COMPLETE THE FOLLOWING.
A. Echo word for word the stretch of the optical duplicator passage from "The embodiment depicted" through "such as a weld.".
B. Carry on writing the optical duplicator passage from the point where it stops.

The replica of the pulse signal SP arriving through the arm 121, having a vertical polarization component Vsp, enters through the input port 123a within the combiner PBC 124, while the replica of the pulse signal SP arriving through the arm 125, having a horizontal polarization component Hsp, enters through the input port 123b into the combiner PBC 124.

The replicas of the pulse signal SP that are carried by the first 121 and second 125 arms are combined into a single signal traveling within a single fiber PMF 112 at the output 128 of the combiner PBC 124, but the outgoing signal has the form of a single signal comprising a vertical component Vsp and a horizontal components Hsp. A combiner PBC is an off-the-shelf component whose function is to combine two optical signals coming from two fibers so that the combined signal can be carried by a single fiber. In the opposite direction, a separator PBS separates an optical signal being carried by an optical fiber into two signals having orthogonal propagation modes that are respectively carried within two fibers.

At the output port 128 of the combiner PBC 124, a sampling pulse signal SP is obtained that has two cross-polarization components PX and a precise, fine-tuned time-shift TS equal to (Tp/2+Td). The fact that the outgoing sampling pulse signal SP, comprising a vertical polarization component Vsp and a horizontal polarization component Hsp, are derived from the combination performed by the combiner PBC 124 is an important function of the sampling visualization system, as a single optical fiber 112, connected to the output 128 of the duplicator SPD-PX-TS 111, ensures the carrying of that pulsed, duplicated, and finely time-shifted signal SP to the splitter PM-TSM-S 114.

The embodiment depicted here comprises connectors 122. These connectors 122 serve to join together two portions of fiber PMF, but naturally any other means of joining may be used, such as a weld.

Duplicator DD-PX-TS

FIG. 4 depicts in detail the duplicator DD-PX-TS 107 enabling the division of the data-containing optical signal OS with the introduction of polarization crossing PX and a time-shift TS. The transverse magnetic mode TM of the optical signal OS, when leaving the separator PBS 104 carried by the optical fiber PMF, enters the duplicator DD-PX-TS 107 through the input port 106. The division of the TM mode of the optical signal OS into two replicas is achieved by means of a polarization-maintaining coupler PMC 130.

Records of labeled points:
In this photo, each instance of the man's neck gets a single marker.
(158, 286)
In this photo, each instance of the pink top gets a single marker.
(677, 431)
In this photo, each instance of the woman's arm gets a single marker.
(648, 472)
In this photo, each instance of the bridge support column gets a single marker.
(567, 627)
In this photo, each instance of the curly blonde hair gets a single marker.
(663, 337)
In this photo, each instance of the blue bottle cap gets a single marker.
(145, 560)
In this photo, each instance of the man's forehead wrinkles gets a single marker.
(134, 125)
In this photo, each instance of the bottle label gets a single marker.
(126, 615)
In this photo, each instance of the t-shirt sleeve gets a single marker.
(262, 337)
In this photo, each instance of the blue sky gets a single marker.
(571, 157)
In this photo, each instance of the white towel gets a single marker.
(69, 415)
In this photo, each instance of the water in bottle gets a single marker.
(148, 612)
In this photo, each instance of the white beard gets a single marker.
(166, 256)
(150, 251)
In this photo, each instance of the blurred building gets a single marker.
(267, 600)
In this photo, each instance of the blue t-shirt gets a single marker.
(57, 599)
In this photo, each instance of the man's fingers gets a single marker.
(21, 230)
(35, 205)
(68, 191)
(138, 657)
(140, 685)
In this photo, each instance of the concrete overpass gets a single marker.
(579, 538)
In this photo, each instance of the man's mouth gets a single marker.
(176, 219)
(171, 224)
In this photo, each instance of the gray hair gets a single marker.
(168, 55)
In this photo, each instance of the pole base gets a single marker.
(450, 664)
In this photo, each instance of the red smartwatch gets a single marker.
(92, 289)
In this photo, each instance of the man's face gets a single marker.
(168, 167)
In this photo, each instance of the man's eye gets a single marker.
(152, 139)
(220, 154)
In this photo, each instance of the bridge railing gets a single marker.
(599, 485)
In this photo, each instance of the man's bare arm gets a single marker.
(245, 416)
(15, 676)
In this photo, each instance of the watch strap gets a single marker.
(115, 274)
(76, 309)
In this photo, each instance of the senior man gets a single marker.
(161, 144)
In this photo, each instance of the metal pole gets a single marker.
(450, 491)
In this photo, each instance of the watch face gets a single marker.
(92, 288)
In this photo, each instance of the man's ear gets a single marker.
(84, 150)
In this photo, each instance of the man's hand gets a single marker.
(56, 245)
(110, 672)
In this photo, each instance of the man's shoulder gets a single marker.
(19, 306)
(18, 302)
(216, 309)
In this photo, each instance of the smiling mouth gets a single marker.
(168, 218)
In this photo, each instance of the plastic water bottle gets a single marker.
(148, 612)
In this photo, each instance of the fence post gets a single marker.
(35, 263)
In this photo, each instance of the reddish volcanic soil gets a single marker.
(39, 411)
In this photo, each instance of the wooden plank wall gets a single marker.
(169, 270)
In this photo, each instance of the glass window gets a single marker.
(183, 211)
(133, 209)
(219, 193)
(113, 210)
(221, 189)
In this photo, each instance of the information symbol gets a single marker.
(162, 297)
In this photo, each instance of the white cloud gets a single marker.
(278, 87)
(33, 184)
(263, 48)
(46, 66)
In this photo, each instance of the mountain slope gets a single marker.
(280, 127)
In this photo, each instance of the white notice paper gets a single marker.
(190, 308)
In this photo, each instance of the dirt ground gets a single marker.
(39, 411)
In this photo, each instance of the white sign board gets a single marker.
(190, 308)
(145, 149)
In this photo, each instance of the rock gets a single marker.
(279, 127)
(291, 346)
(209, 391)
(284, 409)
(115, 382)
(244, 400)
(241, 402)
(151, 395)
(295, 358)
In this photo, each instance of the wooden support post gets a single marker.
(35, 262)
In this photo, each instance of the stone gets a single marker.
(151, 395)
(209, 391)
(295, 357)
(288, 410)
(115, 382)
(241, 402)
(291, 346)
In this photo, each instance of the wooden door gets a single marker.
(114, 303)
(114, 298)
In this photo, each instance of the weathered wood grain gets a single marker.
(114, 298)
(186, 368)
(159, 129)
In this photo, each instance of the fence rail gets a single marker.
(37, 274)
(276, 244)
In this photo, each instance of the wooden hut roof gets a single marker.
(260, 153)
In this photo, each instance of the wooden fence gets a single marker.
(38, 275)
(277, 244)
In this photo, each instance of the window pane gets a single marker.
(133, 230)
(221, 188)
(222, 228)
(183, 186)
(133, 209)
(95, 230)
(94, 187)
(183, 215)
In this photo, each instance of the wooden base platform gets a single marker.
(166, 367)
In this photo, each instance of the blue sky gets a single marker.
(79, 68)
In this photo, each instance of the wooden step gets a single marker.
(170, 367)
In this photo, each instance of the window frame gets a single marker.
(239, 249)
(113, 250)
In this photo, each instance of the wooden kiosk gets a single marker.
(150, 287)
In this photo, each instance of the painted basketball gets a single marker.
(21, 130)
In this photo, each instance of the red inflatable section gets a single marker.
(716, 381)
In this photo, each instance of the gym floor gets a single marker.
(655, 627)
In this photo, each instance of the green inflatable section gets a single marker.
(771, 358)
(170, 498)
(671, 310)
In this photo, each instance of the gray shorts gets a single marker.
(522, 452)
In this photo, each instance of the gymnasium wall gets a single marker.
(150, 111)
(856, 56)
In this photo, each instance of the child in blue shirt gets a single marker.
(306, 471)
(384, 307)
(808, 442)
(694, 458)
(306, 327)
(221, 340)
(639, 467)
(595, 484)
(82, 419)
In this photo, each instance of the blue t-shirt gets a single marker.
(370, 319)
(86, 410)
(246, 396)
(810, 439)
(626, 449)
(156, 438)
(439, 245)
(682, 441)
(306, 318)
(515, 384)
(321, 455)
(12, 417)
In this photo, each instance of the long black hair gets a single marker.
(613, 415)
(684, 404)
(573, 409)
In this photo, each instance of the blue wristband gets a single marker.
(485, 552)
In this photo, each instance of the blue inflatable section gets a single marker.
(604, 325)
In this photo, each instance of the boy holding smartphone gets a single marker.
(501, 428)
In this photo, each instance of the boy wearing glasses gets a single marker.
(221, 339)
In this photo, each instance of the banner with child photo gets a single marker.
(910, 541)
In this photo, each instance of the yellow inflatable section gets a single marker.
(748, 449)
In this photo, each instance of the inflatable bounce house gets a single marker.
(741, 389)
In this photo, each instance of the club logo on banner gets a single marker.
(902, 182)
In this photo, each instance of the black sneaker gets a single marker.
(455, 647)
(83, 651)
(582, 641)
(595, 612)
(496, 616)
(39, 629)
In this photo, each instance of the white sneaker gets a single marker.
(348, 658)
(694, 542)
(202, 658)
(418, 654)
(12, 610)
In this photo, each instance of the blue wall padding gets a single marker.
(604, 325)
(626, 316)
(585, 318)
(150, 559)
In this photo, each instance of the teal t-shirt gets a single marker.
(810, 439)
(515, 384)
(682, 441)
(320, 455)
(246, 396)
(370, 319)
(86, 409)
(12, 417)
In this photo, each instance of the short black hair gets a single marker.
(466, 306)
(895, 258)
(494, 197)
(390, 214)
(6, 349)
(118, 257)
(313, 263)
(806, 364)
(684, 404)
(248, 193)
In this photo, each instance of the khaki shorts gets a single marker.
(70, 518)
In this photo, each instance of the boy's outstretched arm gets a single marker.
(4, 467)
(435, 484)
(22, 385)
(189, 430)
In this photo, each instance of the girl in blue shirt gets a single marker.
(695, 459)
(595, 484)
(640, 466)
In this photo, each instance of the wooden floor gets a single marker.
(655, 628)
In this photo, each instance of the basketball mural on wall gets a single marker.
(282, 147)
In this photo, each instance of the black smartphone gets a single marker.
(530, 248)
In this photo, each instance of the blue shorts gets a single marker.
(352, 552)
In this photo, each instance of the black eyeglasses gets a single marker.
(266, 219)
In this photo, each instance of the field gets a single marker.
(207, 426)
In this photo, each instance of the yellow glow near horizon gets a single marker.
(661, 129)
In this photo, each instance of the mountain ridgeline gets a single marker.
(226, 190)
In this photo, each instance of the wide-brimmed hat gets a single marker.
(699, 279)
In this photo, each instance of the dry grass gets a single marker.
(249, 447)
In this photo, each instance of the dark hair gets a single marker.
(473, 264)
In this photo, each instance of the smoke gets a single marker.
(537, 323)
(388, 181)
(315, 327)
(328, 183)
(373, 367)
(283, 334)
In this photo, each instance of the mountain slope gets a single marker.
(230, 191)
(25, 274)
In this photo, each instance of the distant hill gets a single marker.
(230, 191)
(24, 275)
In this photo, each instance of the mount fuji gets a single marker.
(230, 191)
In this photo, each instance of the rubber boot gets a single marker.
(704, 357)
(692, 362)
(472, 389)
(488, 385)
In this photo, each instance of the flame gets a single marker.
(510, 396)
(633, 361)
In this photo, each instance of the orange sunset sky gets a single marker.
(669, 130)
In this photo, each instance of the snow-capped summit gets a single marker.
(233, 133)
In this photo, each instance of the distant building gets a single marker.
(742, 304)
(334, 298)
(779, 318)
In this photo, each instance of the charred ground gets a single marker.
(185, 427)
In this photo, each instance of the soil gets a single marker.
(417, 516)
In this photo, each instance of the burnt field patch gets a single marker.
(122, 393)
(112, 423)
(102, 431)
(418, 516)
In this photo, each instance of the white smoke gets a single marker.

WRITTEN ANSWERS.
A.
The embodiment depicted here comprises connectors 122. These connectors 122 serve to join together two portions of fiber PMF, but naturally any other means of joining may be used, such as a weld.

B.
A first arm 131 located after the coupler PMC 130 is connected by means of a connector 132 to the first input port 133a of a combiner PBC 134 in order to feed into it one of the replicas, which has a vertical polarization propagation mode Vtm, of the transverse magnetic mode TM of the optical signal OS to the sample. The embodiment depicted here comprises connectors 132. These connectors 132 serve to join together two portions of fiber PMF, but naturally any other means of joining may be used, such as a weld.

A second arm 135 located after the coupler PMC 130 is connected via a connector 132 to the second input port 133b of the combiner PBC 134 in order to feed into it the other replica of the transverse magnetic mode TM of the optical signal OS. The polarization of the replica of the optical signal OS circulating within the arm 135, initially vertical, is turned 90° to produce a signal having a horizontal polarization propagation mode Htm, this rotation being applied right before or right after the entry 133b of the signal into the combiner PBC 134. The second arm 135 also comprises a time-delay line 136 that imposes on the replica of the transverse magnetic mode TM of the optical signal OS traveling on it, a fixed time-shift TS (Tp/2) that is equal to half the period Tp of the pulse sampling signal SP and depends on the source SPS 109 used. Alternatively a tunable time-delay line, called TDL, may be added to the second arm 135 of the duplicator DD-PX-TS 107, provided that the tunable time-delay line 127 of the second arm 125 of the duplicator SPD-PX-TS 111 is eliminated.

The signals carried by the first 131 and second 135 arms are combined into a single fiber PMF 137 at the output 138 of the combiner PBC 134 but comprising two orthogonal polarization components and a fixed time-shift TS of Tp/2 between the two vertical Vtm and horizontal Htm polarization components. A coupler 130 makes it possible to divide that signal into two optical signals OS that are then distributed among two fibers PMF 137a and 137b, derived from the fiber 137, respectively leading the outputs 108a and 108b of the duplicator DD-PX-TS 107. The fibers PMF 137a and 137b respectively lead to the inputs 118a and 118b of the device BD-ADC 117. Balanced detection requires that the two data-containing optical signals OS arrive at the device BD-ADC 117 at the same time from the optical fibers PMF 137a and 137b. The signal carried by one of the arms 137b also has a fixed time-shift compared to the signal carried by the other arm 137a introduced by a fixed optical time-delay line 139, called FDL (for “Fixed Delay Line”). This shift is permanently fixed, and it is adjusted in order to equalize the optical signal travel time between the output 138 and input 118a with the one between the output 138 and input 118b within the device BD-ADC 117.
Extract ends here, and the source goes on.